■ TAREFA
No trecho sobre Salomão, quanto tempo durou a relação descrita com ele?

■ TRECHO DO TEXTO

Minha relação com Salomão durou pouco, apenas um ano, correspondente ao ano letivo. Não sei qual é a medida adequada para mensurar o tempo da felicidade. No meu caso, foram 365 dias — tempo suficiente para descobrir que, apesar dos desencantos do mundo em que eu vivia, nem tudo estava perdido. Era possível ter um pouco de otimismo, acreditar que, para além daquele feio tempo, existiria um mundo onde almas nobres, como a daquele garoto pudessem habitar. Acreditar nessa possibilidade tornava o meu amanhã menos sombrio.

A vida seguiu em frente. Achei que nunca mais voltaria a encontrar aquele bom amigo. Eis que, já devidamente instalado em minha nova profissão — cobrador de ônibus —, um dia, sem sequer esperar, em uma parada qualquer, dois adolescentes, acompanhados de uma moça, entraram no ônibus. Fiquei um pouco aflito. Salomão e sua irmã acabavam de subir no ônibus no qual eu era o cobrador.

Não posso negar: a presença deles me deixou envergonhado. Era como se eu já não pudesse mais esconder minha pobreza — agora, ela estava escancarada. Eles não precisavam imaginar; estavam testemunhando. Vendo com os próprios olhos. Quis sumir, desaparecer do olhar daqueles dois adolescentes. Achei que ele fosse estranhar o lugar em que me encontrava: “Você, cobrador de ônibus? Foi esse o lugar que você conquistou na vida? Será cobrador para sempre?”

■ DADOS BRUTOS
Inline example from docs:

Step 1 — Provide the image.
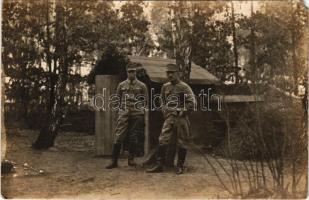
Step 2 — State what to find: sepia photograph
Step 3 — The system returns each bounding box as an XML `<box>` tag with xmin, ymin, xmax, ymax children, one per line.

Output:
<box><xmin>0</xmin><ymin>0</ymin><xmax>309</xmax><ymax>199</ymax></box>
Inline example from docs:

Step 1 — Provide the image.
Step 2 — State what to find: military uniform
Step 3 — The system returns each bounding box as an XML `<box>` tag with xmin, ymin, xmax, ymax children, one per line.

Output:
<box><xmin>106</xmin><ymin>66</ymin><xmax>148</xmax><ymax>169</ymax></box>
<box><xmin>159</xmin><ymin>81</ymin><xmax>195</xmax><ymax>148</ymax></box>
<box><xmin>146</xmin><ymin>64</ymin><xmax>196</xmax><ymax>174</ymax></box>
<box><xmin>115</xmin><ymin>79</ymin><xmax>148</xmax><ymax>144</ymax></box>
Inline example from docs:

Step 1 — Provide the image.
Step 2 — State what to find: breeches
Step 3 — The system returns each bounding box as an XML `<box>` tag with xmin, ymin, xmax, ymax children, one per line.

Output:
<box><xmin>115</xmin><ymin>111</ymin><xmax>144</xmax><ymax>144</ymax></box>
<box><xmin>159</xmin><ymin>116</ymin><xmax>190</xmax><ymax>148</ymax></box>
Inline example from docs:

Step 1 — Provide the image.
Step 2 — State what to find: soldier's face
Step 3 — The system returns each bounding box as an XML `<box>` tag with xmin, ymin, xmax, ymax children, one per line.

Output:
<box><xmin>166</xmin><ymin>71</ymin><xmax>179</xmax><ymax>82</ymax></box>
<box><xmin>127</xmin><ymin>70</ymin><xmax>136</xmax><ymax>80</ymax></box>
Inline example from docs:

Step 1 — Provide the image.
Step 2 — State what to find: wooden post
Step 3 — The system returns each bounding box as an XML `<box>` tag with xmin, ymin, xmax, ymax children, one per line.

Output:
<box><xmin>95</xmin><ymin>75</ymin><xmax>119</xmax><ymax>156</ymax></box>
<box><xmin>144</xmin><ymin>109</ymin><xmax>150</xmax><ymax>156</ymax></box>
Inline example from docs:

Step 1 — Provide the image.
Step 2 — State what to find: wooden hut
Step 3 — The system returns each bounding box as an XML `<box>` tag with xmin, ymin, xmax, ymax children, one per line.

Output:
<box><xmin>95</xmin><ymin>56</ymin><xmax>220</xmax><ymax>155</ymax></box>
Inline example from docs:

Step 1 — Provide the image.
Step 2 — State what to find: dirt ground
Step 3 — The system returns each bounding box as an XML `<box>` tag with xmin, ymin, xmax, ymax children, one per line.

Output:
<box><xmin>1</xmin><ymin>129</ymin><xmax>307</xmax><ymax>199</ymax></box>
<box><xmin>1</xmin><ymin>129</ymin><xmax>228</xmax><ymax>199</ymax></box>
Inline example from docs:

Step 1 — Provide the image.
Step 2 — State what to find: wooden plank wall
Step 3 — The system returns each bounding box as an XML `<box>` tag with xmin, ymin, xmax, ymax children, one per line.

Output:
<box><xmin>95</xmin><ymin>75</ymin><xmax>119</xmax><ymax>156</ymax></box>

■ RESPOSTA
Durou apenas um ano, o correspondente ao ano letivo.